> [STUDY TEXT]
HealthTimes

Why Obesity Causes Chronic Inflammation in Millions of Americans

Infographic showing how obesity triggers chronic inflammation in the body. Visual includes a generic obese adult silhouette, immune cells (macrophages) activating inflammasomes, inactive SAMHD1 enzyme, oxidized mitochondrial DNA, and arrows illustrating the chain reaction leading to inflammation. Designed for educational purposes for U.S. readers

Michael Gwarisa

More than one in three American adults lives with obesity, and scientists have long known it fuels chronic inflammation linked to diabetes, heart disease, and fatty liver. Now, an NIH-funded study has uncovered the biological chain reaction behind this process, opening the door to new treatments beyond weight loss.

New research funded by the National Institutes of Health has uncovered a chain reaction inside immune cells that helps explain why obesity leads to widespread inflammation. The findings could pave the way for new treatments that reduce disease risk even without significant weight loss.

At the center of the discovery is a structure inside immune cells called the NLRP3 inflammasome, which plays a key role in triggering inflammation. Researchers found that this inflammasome becomes unusually overactive in people with obesity.

To understand why, scientists examined immune cells known as macrophages from people with obesity and from lean individuals. When the inflammasome was activated, macrophages from people with obesity produced a much stronger inflammatory response. The same effect was seen in mice fed a high-fat diet, suggesting obesity fundamentally alters immune behavior.

The researchers traced this heightened response to an enzyme called SAMHD1, which normally helps regulate inflammation by breaking down DNA building blocks inside cells. In immune cells from people with obesity, SAMHD1 was found in an inactive state, limiting its protective role.

> [WORK ITEM]
Pick up the article on obesity and chronic inflammation after its final sentence and continue writing it.

> [SUPPLIED ENTRIES]
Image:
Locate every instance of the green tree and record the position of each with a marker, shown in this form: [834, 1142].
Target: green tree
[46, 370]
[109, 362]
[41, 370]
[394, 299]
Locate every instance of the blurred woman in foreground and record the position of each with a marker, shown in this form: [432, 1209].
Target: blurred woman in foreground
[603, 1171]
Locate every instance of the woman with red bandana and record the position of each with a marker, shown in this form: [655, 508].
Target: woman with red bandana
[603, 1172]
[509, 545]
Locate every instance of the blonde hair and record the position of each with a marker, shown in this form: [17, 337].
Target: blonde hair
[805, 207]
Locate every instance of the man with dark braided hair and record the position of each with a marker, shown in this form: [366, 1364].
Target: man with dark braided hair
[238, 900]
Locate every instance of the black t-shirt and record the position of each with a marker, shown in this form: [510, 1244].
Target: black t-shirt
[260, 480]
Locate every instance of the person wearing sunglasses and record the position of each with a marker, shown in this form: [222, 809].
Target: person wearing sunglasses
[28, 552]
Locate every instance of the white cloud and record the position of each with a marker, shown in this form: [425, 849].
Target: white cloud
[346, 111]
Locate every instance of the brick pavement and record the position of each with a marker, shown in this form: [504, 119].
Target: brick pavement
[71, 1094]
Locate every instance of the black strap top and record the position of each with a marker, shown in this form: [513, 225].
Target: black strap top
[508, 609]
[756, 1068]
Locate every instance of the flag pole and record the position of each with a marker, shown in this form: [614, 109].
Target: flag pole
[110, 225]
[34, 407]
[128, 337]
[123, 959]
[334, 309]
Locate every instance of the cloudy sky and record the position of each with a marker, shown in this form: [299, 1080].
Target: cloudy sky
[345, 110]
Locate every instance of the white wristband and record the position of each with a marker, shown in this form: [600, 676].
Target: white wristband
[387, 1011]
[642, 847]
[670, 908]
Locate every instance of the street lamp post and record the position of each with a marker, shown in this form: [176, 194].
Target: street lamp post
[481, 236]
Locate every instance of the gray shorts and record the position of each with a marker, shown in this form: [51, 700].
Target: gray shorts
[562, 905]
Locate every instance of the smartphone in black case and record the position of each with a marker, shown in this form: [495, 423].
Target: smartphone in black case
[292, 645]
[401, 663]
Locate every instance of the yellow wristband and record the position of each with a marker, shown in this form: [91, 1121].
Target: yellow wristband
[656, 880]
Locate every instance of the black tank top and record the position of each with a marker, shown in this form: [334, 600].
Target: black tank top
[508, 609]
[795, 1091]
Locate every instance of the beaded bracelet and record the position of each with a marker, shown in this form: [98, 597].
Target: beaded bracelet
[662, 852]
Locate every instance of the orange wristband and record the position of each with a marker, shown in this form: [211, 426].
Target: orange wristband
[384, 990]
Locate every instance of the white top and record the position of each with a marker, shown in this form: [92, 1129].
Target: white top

> [ANSWER BELOW]
Without functional SAMHD1, DNA components begin to accumulate and fuel the production of new mitochondrial DNA. This newly formed DNA is especially vulnerable to damage, leading to oxidative stress. Once damaged, this mitochondrial DNA acts as a danger signal, activating the inflammasome and amplifying inflammation throughout the body.

Animal studies confirmed the impact of this process. Mice lacking SAMHD1 in their macrophages developed greater insulin resistance, increased liver inflammation, and more severe fat buildup when fed a high-fat diet, compared to normal mice.

The findings suggest obesity promotes inflammation by disrupting the body’s ability to control DNA-related processes within immune cells. By targeting one or more steps in this chain reaction, future therapies may be able to reduce inflammation and lower the risk of obesity-related diseases.

Why this matters in the U.S.

Obesity-related inflammation is a major driver of diabetes, fatty liver disease, and heart disease — conditions that cost the U.S. healthcare system billions each year. Understanding the biology behind inflammation could lead to treatments that reduce disease risk even without weight loss.

Researchers say this discovery fills a critical gap in understanding how obesity damages health at the cellular level and offers hope for treatments that focus on inflammation itself — not just weight loss.

This research highlights how obesity affects immune function at a molecular level, offering insight into future treatments for chronic inflammatory diseases.